INSTRUCTION 1
Return the rows of stored data entries below, reproducing each line with no changes.

This was the year I realized not everything can be mentioned to everyone. By March the nonfeeling caught up with me and soaked into my skin; by June I was a new person, very adamant and even more dangerous than I’d ever imagined. So often do I slip into new suits that I hardly recognize the difference between them. I am not a professional, nor am I a sex kitten, nor am I an alcoholic but I let myself try the words on for size, extra small, stitched with histories and indentations on my shoulders from the worlds I have carried. 

There are so many opinions about who I am, what I do, what I want. If only I were able to explain my perspective the way I can in my head while I’m driving forty-five on county roads after midnight. How do people describe me? Motivated, responsible, waiting to self-destruct— I’ve heard that one. Easily persuaded but sometimes bitchy. Naive, selfish though well composed. I’ve written this a thousand times, only now do I sketch it out in left-justified text. I am socially awkward, introverted, and a liar in that I pretend to be excited when I don’t give a damn. When you look at the world as a plaything, what you once enjoyed becomes less attractive. Only when you realize you can have anything do you figure out quick there’s not much you really want. I am alone in this, I believe, but I’ll stumble around knowing I’ll run into the rest of my life as it comes.

This weekend I found myself in a hole-in-the-wall blues bar decorated in shades of pumpkin and smoke, colors that made the awful alternative cover band appear even more sinister. The world seems quietest while I’m thinking in loud environments, like the white noise of bar talk is playing off a cassette recording and I’m standing in a room with a mural of real life painted in costumes on the walls. Looking at all these people dancing themselves stupid, pouting their lips for cameras, bending over to reveal one more inch of soft pale skin, I am both humored and humbled, glad for the first time I don’t fit in well with others. I’ve allowed myself the luxuries of danger through taking up the position of observer; rarely will I speak of my own morale (I am still forming it) though I will venture miles and miles out of my way to play designated driver, trusted friend, and eager listener. Of course people take advantage of it.

INSTRUCTION 2
Answer these questions using the personal essay above:
(a) By what month had the nonfeeling caught up with the narrator?
(b) At what speed does the narrator drive on county roads after midnight?
(c) In what colors was the blues bar decorated?

[Stored data entries]

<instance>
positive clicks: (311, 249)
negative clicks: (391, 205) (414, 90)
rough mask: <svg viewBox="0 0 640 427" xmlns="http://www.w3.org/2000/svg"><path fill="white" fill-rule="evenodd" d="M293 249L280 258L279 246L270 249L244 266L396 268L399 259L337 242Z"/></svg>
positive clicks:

PROBLEM SOLUTION 1
<instance>
positive clicks: (311, 249)
negative clicks: (391, 205) (414, 90)
rough mask: <svg viewBox="0 0 640 427" xmlns="http://www.w3.org/2000/svg"><path fill="white" fill-rule="evenodd" d="M293 249L280 258L279 246L270 249L244 266L396 268L399 259L337 242Z"/></svg>
positive clicks:

PROBLEM SOLUTION 2
(a) March
(b) Forty-five
(c) Shades of pumpkin and smoke